**DIRECTIONS**.
1 > In the post on the art of living, which author is credited with solidifying the idea of an internal home?
2 > Return, unchanged, the stretch of the records from the line that contains "drop a point: the eyelash" through the end of the records, both ends included.
## Start QUOTED TEXT
The Art of Living

May 23, 2009

The Art of Living. I’ve seen this subject line over and over again. I never gave it much thought, usually placing this idea in the interior decorating category. I think I’ve been wrong all along.

These past six months I’ve been going through a lot of changes. Everything I’ve done, everything I’ve changed, everything I’ve continued to do I have given a lot of thought to. True to my nature, I’ve still been impulsive on many occasions and not though things out, however, for the most part, my actions have been the conclusion of careful thought to what the outcome may be. This is something slightly alien to me.

For most of my life, I have been what you might call a “fly-by-the-seat-of-my-pants” kind of girl. Diving in headfirst regardless of the consequences, and when finding myself in poor circumstances, making a rash choice to try to make it right. I have learned that spontaneity is a good quality to have, however, impulsivity (spontaneity in excess?) is not. The consequences of my quick choices have not always been desirable. Thus, the premeditated change in the way I conduct major life decisions.

Which brings me back to The Art of Living. I’ve decided that this does not mean how you decorate your home with furniture and art. At least, not your tangible home. Rather, The Art of Living is how you decorate the home you make within yourself. (The solidification of this internal home idea provided by the author Elizabeth Berg.)

Good interior design, no matter what the theme, should be planned with grace, beauty, and truth upon a solid foundation. Any piece of furniture you buy should blend harmoniously with the rest of the pieces in order to create a pleasant place to live and entertain. Even those ‘impulse buys’ should be able to fit in well with the rest of the design of the house. Too many impulse buys and you end up with a cluttered, ‘early attic’ look.

Your internal house, the one in which ‘you’ live, should mirror this idea. Your life choices should be planned with grace, beauty, and truth upon a solid foundation of knowing yourself. Any decision you make should blend harmoniously with the rest of your life choices, making a graceful continuity of actions to move through. Your internal house should be built upon kindness, love, goals, thoughtfulness to others, and of course, success. There is room for spontaneity in your internal house, but this spontaneity should align with who you are so that you don’t end up with erratic, ugly decisions. Sometimes, sacrifice is required to keep your internal house a pleasant place to be. (Much like when you had to give up your white chair because you knew it wasn’t the best choice…)
## End QUOTED TEXT
## Start LISTING
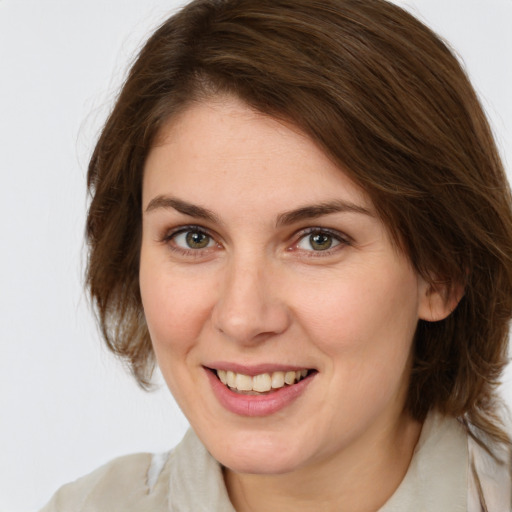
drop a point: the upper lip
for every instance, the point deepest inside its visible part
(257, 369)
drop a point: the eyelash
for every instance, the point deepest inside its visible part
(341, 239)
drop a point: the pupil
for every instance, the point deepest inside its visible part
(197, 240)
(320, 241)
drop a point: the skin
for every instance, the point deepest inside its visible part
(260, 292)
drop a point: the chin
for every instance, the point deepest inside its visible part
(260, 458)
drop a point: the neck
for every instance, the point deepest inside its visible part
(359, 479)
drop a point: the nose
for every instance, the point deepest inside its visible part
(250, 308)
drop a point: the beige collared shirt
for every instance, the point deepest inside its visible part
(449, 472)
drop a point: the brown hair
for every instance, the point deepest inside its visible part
## End LISTING
**CORRECT ANSWERS**.
1 > Elizabeth Berg

2 >
drop a point: the eyelash
for every instance, the point deepest inside its visible part
(341, 239)
drop a point: the pupil
for every instance, the point deepest inside its visible part
(197, 240)
(320, 241)
drop a point: the skin
for every instance, the point deepest inside its visible part
(260, 292)
drop a point: the chin
for every instance, the point deepest inside its visible part
(260, 458)
drop a point: the neck
for every instance, the point deepest inside its visible part
(359, 479)
drop a point: the nose
for every instance, the point deepest inside its visible part
(250, 308)
drop a point: the beige collared shirt
for every instance, the point deepest inside its visible part
(449, 472)
drop a point: the brown hair
for every instance, the point deepest inside its visible part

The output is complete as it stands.